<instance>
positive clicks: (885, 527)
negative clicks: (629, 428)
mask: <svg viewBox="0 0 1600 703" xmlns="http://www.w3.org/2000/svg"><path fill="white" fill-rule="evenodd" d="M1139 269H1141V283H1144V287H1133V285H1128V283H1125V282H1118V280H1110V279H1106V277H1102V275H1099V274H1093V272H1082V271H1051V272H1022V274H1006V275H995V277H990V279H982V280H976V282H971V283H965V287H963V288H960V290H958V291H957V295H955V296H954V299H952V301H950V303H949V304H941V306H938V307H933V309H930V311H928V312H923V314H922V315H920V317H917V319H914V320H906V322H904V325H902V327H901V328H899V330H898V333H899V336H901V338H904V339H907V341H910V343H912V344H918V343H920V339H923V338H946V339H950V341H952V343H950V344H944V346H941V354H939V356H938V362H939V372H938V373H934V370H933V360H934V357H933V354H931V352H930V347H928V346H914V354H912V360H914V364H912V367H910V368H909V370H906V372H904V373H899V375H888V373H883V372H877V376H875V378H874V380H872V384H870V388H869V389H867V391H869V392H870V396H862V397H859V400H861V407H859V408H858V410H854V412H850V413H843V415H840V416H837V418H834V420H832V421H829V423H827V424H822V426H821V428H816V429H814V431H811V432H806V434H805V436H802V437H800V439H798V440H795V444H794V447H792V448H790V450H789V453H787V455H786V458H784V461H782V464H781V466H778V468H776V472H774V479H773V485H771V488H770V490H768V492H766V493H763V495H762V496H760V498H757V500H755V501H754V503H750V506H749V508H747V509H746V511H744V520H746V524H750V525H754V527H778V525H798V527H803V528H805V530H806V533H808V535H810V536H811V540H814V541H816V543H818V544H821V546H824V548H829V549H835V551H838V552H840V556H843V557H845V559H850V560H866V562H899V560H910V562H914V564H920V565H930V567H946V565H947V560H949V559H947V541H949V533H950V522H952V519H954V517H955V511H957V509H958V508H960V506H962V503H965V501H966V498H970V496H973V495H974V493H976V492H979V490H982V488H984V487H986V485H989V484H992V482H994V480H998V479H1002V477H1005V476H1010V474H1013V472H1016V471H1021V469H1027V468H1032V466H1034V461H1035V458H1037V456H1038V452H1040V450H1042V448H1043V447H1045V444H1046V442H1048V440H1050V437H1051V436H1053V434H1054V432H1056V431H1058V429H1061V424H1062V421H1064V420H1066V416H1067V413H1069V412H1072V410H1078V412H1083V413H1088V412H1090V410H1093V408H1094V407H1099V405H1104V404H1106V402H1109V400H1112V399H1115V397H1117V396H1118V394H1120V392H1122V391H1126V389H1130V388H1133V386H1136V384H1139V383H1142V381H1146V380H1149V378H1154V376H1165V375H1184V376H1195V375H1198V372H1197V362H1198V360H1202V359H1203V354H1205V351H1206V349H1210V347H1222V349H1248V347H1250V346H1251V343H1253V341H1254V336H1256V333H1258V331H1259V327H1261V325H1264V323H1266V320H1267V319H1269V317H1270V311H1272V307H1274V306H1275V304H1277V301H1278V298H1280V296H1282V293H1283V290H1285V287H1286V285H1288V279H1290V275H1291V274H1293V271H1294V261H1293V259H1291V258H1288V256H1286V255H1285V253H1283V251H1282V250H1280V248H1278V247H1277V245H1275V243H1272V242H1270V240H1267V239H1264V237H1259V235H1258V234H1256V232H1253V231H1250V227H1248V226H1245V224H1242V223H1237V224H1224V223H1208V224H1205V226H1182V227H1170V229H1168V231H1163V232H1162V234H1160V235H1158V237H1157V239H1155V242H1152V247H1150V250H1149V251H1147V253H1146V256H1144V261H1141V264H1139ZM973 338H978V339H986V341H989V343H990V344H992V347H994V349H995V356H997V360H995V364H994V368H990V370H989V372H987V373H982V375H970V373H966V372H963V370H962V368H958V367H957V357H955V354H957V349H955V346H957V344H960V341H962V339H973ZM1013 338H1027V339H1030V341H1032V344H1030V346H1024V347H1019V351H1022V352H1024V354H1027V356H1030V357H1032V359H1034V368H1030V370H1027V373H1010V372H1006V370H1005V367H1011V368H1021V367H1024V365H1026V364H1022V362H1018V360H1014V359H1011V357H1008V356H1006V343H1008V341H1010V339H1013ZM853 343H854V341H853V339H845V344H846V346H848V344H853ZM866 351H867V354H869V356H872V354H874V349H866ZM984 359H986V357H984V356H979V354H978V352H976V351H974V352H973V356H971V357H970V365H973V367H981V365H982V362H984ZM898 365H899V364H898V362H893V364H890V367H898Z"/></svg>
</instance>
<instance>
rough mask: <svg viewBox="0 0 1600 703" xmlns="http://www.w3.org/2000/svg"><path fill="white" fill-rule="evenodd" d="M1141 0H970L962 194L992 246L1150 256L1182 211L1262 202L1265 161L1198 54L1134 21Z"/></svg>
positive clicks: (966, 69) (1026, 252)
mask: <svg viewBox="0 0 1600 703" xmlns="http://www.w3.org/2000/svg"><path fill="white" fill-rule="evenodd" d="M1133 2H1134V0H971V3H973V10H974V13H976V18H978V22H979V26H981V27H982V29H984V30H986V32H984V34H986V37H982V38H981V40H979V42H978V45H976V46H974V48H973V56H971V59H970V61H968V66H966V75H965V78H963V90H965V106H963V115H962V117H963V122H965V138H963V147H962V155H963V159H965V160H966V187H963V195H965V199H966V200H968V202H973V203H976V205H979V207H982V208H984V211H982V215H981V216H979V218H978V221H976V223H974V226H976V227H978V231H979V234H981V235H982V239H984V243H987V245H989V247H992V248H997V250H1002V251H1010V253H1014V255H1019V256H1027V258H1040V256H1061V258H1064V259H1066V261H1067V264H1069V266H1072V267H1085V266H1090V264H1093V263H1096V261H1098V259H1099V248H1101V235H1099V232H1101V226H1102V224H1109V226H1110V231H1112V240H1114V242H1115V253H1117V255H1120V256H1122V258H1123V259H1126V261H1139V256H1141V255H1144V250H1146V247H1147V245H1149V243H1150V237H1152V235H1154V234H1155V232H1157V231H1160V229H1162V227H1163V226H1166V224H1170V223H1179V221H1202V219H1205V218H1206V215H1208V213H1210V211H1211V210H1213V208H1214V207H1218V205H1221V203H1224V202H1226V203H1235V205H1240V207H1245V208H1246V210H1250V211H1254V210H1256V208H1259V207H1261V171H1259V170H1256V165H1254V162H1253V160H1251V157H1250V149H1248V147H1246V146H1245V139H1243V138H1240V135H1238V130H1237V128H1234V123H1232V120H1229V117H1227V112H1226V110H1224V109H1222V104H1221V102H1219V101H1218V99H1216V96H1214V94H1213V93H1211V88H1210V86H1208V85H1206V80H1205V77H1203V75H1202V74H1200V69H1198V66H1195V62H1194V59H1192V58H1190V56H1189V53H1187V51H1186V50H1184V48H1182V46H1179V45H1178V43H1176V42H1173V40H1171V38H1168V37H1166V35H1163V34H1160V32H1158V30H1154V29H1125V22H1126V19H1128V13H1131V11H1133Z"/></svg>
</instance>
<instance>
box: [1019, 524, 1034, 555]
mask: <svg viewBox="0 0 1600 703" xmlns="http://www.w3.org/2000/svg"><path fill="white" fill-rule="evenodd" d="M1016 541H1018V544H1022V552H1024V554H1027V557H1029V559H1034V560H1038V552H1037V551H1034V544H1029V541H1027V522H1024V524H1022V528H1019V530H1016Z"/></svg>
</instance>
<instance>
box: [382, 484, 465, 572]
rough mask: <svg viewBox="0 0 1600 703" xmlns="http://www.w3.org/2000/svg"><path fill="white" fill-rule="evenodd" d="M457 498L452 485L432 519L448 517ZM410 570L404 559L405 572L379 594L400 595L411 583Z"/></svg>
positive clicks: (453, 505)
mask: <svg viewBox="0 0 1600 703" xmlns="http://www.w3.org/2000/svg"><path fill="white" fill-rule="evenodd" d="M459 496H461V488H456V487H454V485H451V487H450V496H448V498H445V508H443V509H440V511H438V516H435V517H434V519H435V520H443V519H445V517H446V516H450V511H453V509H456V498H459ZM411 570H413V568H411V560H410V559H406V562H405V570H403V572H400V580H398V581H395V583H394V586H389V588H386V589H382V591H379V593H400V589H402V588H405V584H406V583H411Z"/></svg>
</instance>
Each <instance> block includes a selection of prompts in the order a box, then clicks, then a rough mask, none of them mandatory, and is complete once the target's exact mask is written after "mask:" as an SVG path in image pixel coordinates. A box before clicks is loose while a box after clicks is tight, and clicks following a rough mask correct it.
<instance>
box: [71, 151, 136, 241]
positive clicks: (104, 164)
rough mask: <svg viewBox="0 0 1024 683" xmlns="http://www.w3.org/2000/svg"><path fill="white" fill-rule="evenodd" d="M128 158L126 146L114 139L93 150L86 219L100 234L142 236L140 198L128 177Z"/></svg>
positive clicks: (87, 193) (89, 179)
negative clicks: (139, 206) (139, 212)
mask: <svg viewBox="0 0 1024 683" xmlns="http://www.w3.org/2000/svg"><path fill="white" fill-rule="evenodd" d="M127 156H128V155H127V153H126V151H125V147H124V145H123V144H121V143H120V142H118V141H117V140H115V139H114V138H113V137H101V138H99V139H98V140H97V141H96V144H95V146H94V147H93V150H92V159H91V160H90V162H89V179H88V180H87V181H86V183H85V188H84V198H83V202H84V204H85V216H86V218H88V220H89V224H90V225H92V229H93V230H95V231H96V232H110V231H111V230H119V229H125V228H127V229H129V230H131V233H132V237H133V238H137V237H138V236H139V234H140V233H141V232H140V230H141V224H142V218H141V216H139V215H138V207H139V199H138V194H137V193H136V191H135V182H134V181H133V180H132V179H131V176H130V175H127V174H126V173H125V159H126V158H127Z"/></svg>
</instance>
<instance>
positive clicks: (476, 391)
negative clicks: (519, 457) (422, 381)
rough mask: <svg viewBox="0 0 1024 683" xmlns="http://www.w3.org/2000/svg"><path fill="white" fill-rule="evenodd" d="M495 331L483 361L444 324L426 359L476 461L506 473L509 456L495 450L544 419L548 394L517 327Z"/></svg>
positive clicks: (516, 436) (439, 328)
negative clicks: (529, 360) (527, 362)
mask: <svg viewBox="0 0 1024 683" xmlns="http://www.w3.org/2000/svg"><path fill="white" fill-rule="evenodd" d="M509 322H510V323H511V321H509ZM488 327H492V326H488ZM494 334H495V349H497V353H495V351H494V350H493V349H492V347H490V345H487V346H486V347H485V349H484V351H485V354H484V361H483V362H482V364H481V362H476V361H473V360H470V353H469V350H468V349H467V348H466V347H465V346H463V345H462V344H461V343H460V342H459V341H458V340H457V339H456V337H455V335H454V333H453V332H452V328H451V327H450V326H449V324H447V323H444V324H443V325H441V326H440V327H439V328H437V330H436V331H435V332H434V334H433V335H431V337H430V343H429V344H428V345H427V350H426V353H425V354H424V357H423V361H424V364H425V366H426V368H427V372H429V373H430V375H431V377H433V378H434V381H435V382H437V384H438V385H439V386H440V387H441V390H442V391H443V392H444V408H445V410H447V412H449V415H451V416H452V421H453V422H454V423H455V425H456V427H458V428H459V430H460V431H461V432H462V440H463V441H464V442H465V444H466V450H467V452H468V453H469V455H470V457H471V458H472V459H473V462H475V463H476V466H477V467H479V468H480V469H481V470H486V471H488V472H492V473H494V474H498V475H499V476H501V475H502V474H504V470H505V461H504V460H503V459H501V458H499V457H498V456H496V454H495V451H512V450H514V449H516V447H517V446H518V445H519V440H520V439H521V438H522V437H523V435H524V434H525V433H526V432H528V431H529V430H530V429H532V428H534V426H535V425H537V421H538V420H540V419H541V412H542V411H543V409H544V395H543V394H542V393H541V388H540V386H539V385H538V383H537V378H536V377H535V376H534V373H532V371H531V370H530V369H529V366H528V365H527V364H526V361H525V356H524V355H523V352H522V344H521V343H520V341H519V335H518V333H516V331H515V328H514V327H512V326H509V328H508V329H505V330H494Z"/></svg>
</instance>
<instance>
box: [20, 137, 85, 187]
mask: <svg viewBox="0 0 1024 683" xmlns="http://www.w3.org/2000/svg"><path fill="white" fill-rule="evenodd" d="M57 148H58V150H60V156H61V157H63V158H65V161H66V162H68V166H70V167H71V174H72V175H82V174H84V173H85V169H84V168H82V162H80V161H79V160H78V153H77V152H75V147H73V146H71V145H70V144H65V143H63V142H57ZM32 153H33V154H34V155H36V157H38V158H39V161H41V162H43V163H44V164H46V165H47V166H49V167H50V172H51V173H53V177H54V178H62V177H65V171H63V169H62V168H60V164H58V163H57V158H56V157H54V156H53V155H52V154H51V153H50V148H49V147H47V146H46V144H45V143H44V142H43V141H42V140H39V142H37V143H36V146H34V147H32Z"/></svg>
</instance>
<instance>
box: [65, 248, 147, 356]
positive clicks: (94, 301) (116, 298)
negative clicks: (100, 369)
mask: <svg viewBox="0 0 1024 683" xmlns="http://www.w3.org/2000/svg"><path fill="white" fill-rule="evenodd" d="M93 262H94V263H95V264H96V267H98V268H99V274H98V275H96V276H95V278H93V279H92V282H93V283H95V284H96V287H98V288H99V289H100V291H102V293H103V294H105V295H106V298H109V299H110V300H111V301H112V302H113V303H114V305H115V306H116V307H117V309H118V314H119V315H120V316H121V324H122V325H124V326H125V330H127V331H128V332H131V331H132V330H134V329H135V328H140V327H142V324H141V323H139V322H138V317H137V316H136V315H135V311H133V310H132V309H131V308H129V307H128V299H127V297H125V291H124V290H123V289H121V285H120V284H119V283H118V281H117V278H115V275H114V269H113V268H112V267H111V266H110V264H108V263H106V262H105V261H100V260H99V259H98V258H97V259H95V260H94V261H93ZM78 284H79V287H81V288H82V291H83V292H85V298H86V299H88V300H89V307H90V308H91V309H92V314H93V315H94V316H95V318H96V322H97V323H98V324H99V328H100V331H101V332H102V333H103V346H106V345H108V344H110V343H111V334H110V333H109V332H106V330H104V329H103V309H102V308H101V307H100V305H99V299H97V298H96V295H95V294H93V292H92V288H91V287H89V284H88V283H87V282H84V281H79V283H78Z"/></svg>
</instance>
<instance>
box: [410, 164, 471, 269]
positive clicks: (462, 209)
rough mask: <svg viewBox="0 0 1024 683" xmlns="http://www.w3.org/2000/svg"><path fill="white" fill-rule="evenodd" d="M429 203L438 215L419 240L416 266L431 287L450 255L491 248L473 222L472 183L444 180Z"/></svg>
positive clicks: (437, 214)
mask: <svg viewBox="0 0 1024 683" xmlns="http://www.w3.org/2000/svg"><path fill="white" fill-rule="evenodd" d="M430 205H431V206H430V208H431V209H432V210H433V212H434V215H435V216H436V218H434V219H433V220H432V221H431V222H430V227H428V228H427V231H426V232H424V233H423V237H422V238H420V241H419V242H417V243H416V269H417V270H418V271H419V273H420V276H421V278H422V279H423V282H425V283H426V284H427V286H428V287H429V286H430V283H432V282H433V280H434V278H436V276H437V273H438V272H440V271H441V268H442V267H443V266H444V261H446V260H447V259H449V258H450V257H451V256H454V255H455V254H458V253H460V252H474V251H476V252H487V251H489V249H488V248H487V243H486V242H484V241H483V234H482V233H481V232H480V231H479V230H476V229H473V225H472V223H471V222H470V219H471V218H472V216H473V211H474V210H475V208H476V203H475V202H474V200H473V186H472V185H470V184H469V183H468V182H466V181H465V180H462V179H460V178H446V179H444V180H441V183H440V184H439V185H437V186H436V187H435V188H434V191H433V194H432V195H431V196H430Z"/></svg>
+--
◆ Your assignment
Word for word, restate the lines above from the line containing "498L452 485L432 519L448" through the line containing "negative clicks: (519, 457) (422, 381)", with both included and nothing else.

◆ Response to the exercise
rough mask: <svg viewBox="0 0 1600 703" xmlns="http://www.w3.org/2000/svg"><path fill="white" fill-rule="evenodd" d="M457 498L452 485L432 519L448 517ZM410 570L404 559L405 572L379 594L400 595L411 583Z"/></svg>
positive clicks: (453, 505)
mask: <svg viewBox="0 0 1600 703" xmlns="http://www.w3.org/2000/svg"><path fill="white" fill-rule="evenodd" d="M459 496H461V488H456V487H454V485H451V487H450V496H448V498H445V508H443V509H440V511H438V516H435V517H434V519H435V520H443V519H445V517H446V516H450V511H453V509H456V498H459ZM411 570H413V568H411V560H410V559H406V562H405V570H403V572H400V580H398V581H395V583H394V586H389V588H386V589H382V591H379V593H400V589H402V588H405V584H406V583H411Z"/></svg>
</instance>
Each <instance> block includes a selection of prompts in the order a box, then clicks, then a rough mask, none of them mandatory, and is complete once the target's exact mask is written after "mask:" as an SVG path in image pixel coordinates. A box before clicks is loose while a box after clicks is tight, and clicks following a rough mask correct it.
<instance>
box: [71, 151, 136, 241]
positive clicks: (104, 164)
rough mask: <svg viewBox="0 0 1024 683" xmlns="http://www.w3.org/2000/svg"><path fill="white" fill-rule="evenodd" d="M128 158L126 146L114 139L93 150L86 219L100 234L142 236L140 198L128 177Z"/></svg>
positive clicks: (87, 193) (89, 179)
negative clicks: (139, 206) (139, 212)
mask: <svg viewBox="0 0 1024 683" xmlns="http://www.w3.org/2000/svg"><path fill="white" fill-rule="evenodd" d="M127 156H128V155H127V153H126V151H125V147H124V145H123V144H121V143H120V142H118V141H117V140H115V139H114V138H113V137H101V138H99V139H98V140H97V141H96V144H95V146H94V147H93V150H92V159H91V160H90V162H89V179H88V180H87V181H86V183H85V188H84V198H83V202H84V204H85V216H86V218H88V220H89V224H90V225H92V229H93V230H95V231H96V232H110V231H111V230H119V229H125V228H127V229H129V230H131V233H132V237H133V238H137V237H138V236H139V234H140V233H141V232H140V230H141V224H142V218H141V216H139V215H138V207H139V199H138V194H137V193H136V191H135V182H134V181H133V180H132V179H131V176H130V175H127V174H126V173H125V159H126V158H127Z"/></svg>
</instance>
<instance>
positive clicks: (476, 391)
negative clicks: (519, 457) (422, 381)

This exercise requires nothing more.